This last point and simplicity are two different issues. Even with a very simple plan and portfolio, one can still revisit assumptions and stress test the plan.
Indeed not only “can” but “should”, unless assets/cash flow are so far beyond needs that there’s almost no way the plan could fail.
Absolutely. Post the US Election I ran a version of my modelling with extreme pessimism – what if Project 25 and US isolationism/move towards dictatorship severely hits world equity markets by depression type levels and then takes 20+ years to come back. Do I survive retirement, albeit at a more modest level?
Knowing the answer to that helps me sleep better and prepares me emotionally for things that do happen like April. Better than hoping that it will never happen or as blind faith that it will all work out.
Planning is not just nerds with spreadsheets it’s a way of getting emoitional resilience around dozens of what ifs.
Or endless stress🤑
After 7 years of doing taxes for 100s of retirees, my definition of simple is a widow with SS and Medicare. Or 2 sisters sharing housing and getting by on 2 SS payments and Medicare. A typical retiree would have SS, Medicare, maybe a modest pension, and a small IRA with a few $1000 in RMDs.
Imagine if a retiree walked in to an AARP VITA TaxAide site with:
1 qualified pension
1 non-qualified pension for highly compensated employees
Primary SS
Spousal SS
RMDs
$20,000 in qualified dividends form employee stock purchase and awards
$19,000 in tax-preferred muni dividends
Eleven 529 accounts
6 different bank accounts with 1099-INTs
property tax payments on a primary and 2nd beach home
LTC premiums
Life Insurance
QCDs
what else??

> _PROVIDED MATERIAL_:

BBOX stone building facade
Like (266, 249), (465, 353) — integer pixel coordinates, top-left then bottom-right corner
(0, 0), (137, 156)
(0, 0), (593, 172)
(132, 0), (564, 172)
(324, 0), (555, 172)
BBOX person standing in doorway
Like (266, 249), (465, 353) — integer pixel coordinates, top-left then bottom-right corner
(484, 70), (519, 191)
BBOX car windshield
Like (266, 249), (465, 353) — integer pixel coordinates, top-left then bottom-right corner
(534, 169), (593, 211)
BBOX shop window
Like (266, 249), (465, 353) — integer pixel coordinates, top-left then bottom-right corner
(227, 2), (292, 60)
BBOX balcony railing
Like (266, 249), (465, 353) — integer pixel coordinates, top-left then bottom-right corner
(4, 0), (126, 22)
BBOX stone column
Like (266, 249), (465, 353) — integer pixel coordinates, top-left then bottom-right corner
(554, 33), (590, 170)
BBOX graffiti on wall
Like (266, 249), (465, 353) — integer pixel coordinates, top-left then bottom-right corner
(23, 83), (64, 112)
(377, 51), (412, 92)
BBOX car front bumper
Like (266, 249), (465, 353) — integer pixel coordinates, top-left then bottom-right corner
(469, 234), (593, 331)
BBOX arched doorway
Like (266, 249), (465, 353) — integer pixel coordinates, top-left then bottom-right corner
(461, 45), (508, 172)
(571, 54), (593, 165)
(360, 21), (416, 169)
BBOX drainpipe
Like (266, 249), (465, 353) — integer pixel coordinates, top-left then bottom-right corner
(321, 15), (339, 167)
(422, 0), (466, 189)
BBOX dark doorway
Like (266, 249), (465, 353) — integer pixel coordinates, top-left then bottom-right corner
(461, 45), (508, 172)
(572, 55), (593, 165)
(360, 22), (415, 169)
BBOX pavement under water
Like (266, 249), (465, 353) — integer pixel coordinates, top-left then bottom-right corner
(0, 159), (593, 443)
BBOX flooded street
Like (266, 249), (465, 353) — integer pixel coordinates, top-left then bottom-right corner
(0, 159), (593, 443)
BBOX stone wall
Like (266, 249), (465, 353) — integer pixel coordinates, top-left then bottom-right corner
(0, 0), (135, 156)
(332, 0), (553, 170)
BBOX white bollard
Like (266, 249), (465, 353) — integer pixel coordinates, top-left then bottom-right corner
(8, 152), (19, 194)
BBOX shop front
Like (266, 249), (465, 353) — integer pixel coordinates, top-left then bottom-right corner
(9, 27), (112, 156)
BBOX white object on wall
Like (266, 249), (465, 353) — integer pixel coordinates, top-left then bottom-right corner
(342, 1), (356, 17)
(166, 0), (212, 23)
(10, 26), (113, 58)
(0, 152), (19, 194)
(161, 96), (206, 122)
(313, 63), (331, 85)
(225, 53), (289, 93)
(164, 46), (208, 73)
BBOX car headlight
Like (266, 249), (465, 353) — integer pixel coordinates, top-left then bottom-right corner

> _WHAT NEEDS TO BE DONE_:
In the retirement planning discussion above, reproduce the passage word for word, starting with "This last point" and going on through "all work out.".

> _RESPONSE BELOW_:
This last point and simplicity are two different issues. Even with a very simple plan and portfolio, one can still revisit assumptions and stress test the plan.
Indeed not only “can” but “should”, unless assets/cash flow are so far beyond needs that there’s almost no way the plan could fail.
Absolutely. Post the US Election I ran a version of my modelling with extreme pessimism – what if Project 25 and US isolationism/move towards dictatorship severely hits world equity markets by depression type levels and then takes 20+ years to come back. Do I survive retirement, albeit at a more modest level?
Knowing the answer to that helps me sleep better and prepares me emotionally for things that do happen like April. Better than hoping that it will never happen or as blind faith that it will all work out.